### Directions
Gather each line containing the string "tile" from these entries.

### Dataset extract
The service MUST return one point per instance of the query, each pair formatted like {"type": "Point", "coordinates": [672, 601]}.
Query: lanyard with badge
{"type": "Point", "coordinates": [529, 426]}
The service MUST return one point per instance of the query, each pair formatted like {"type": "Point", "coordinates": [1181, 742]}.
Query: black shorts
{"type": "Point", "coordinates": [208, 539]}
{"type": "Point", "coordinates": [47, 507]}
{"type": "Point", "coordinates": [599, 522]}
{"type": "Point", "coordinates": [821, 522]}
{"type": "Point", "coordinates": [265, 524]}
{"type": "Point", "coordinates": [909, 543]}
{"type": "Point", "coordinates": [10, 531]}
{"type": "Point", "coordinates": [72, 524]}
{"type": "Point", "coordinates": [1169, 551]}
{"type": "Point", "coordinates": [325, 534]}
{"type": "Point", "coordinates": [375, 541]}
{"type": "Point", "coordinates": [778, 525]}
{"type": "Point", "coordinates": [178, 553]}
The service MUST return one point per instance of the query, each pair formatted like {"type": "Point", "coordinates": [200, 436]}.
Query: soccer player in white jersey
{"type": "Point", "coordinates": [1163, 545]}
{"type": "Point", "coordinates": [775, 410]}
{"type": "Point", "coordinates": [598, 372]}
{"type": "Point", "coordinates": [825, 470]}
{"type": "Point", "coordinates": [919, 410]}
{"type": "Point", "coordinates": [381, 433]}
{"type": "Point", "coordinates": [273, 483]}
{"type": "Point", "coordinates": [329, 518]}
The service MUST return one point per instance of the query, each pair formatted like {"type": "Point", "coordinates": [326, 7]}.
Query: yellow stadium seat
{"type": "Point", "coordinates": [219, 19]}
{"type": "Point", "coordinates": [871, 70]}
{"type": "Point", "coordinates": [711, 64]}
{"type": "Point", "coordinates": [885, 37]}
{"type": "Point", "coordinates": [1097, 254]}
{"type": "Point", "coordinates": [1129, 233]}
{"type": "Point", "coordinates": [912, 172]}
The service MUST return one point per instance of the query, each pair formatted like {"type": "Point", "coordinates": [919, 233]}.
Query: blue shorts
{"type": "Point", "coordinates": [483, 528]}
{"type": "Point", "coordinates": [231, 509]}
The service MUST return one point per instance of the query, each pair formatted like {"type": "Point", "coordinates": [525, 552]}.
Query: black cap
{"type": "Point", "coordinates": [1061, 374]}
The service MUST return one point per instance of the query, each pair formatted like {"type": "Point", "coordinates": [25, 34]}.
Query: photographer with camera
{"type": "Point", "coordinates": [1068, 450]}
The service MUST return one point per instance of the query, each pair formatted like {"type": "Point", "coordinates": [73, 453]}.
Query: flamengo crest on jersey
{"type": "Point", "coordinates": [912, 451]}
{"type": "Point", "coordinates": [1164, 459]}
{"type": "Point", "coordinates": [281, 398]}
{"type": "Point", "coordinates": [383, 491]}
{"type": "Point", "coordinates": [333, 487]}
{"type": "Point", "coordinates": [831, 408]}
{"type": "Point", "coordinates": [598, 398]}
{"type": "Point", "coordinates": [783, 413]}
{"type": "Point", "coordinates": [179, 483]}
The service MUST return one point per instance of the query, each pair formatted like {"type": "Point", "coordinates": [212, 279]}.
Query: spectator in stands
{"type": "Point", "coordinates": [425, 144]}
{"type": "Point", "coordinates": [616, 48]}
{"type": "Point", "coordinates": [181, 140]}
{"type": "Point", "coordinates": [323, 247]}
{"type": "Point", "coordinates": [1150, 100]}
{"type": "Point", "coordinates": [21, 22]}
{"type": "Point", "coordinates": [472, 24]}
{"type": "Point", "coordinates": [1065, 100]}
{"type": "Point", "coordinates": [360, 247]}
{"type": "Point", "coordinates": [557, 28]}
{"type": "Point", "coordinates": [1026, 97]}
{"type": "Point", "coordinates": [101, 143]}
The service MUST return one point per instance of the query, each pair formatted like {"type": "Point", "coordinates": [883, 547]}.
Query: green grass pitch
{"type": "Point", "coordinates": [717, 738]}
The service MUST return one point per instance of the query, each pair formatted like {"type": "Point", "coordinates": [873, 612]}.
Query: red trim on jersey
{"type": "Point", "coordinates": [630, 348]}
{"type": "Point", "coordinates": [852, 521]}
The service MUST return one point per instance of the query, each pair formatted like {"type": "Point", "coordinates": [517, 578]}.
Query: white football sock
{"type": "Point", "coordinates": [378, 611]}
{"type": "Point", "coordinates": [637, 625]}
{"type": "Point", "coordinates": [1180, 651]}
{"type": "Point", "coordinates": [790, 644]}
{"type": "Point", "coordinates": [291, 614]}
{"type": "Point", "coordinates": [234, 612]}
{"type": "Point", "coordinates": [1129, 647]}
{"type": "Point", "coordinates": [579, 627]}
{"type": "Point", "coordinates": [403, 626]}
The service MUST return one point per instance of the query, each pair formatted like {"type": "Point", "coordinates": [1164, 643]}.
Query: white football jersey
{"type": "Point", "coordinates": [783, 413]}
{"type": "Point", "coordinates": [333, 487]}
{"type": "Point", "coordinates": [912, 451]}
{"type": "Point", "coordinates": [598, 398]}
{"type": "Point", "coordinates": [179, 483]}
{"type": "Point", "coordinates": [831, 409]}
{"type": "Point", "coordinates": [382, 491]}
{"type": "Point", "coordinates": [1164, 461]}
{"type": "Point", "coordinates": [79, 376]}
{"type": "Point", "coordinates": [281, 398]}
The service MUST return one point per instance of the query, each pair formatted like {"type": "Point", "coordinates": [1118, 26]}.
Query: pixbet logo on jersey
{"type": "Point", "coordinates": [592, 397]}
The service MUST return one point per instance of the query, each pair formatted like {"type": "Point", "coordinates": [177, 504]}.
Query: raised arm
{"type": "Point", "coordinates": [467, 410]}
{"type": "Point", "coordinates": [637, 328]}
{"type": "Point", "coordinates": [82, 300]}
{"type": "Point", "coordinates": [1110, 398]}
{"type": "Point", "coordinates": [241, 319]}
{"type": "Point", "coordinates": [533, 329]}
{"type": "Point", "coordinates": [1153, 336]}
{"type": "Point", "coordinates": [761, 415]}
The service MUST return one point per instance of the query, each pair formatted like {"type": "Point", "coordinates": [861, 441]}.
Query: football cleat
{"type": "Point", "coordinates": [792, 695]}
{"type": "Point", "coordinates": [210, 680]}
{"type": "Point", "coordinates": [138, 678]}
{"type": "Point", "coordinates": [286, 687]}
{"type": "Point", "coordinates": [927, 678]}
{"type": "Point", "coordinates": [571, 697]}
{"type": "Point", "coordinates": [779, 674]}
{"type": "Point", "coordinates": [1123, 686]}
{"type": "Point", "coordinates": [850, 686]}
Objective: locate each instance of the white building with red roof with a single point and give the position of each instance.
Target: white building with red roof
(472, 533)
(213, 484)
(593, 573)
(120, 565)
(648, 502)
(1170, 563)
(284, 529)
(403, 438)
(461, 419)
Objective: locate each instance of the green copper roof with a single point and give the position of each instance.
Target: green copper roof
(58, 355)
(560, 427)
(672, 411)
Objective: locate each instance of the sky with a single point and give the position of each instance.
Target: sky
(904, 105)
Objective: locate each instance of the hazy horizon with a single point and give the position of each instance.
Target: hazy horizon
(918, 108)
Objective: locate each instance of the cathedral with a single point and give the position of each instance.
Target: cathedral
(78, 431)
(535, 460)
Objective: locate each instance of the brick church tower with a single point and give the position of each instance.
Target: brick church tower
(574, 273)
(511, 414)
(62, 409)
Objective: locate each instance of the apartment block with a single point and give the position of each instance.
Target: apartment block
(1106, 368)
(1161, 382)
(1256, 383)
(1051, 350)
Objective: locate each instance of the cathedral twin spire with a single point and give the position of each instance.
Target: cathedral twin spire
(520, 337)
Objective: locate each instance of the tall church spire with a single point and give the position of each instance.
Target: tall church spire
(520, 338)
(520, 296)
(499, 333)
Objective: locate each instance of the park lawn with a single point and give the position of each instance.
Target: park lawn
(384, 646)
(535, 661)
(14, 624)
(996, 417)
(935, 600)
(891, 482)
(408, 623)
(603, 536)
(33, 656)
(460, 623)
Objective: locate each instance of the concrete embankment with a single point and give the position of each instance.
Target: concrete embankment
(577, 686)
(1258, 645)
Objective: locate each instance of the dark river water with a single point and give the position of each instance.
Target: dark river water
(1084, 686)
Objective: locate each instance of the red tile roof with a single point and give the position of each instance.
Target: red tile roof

### Problem solution
Objective: locate each instance of the red tile roof with a single point and give the position of each instance.
Target: red tile roof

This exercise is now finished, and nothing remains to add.